| YOUR TASK |
Copy the items from the line containing "Mark one point on every instance of the pink" through the end of the items, requests included. In the answers, scale every coordinate by 0.55 and round it to a whole number, with halves rounding up. Leave the numbers in the requests and their sample formats unchanged.

| MATERIAL TO PROCESS |

____

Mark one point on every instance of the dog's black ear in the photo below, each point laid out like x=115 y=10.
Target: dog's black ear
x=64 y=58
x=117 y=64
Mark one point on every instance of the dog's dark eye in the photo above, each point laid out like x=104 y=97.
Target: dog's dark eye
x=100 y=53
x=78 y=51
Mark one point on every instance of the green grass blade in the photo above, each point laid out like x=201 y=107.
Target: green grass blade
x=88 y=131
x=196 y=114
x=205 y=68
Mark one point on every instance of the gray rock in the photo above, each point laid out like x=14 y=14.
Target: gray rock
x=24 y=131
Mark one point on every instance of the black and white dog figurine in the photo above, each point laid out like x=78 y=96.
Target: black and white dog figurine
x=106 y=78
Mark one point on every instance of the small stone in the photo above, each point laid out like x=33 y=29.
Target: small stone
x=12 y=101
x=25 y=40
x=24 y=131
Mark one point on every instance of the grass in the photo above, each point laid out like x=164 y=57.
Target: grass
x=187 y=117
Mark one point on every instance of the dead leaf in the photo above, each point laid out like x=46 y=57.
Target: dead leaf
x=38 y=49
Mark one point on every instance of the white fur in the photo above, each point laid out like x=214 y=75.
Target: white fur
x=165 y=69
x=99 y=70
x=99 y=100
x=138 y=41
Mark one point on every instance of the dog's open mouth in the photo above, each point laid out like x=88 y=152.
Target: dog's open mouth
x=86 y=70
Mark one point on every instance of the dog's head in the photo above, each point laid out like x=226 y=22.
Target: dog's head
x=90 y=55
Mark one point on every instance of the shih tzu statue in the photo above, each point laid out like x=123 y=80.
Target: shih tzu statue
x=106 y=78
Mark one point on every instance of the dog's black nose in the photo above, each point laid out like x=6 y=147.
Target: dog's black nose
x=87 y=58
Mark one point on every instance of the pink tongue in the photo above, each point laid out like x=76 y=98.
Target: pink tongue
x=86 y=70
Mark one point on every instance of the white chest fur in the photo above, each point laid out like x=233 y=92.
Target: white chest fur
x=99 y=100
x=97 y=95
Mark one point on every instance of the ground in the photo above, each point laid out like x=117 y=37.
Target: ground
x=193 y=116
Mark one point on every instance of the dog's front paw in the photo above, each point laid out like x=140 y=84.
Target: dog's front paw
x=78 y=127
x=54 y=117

____

| TASK RESPONSE |
Mark one point on every instance of the pink tongue in the photo above, each point laid out like x=76 y=98.
Target: pink tongue
x=47 y=39
Mark one point on every instance of the white chest fur in the photo above, each point laid out like x=233 y=92.
Target: white chest fur
x=54 y=55
x=53 y=52
Mark one point on every instance of the ground in the photo above, each point laid out like x=117 y=37.
Target: ground
x=106 y=64
Mark one point on every instance of the dog's front paw in the photo above, each point laid out like x=140 y=84.
Target: dog's front paw
x=43 y=70
x=30 y=64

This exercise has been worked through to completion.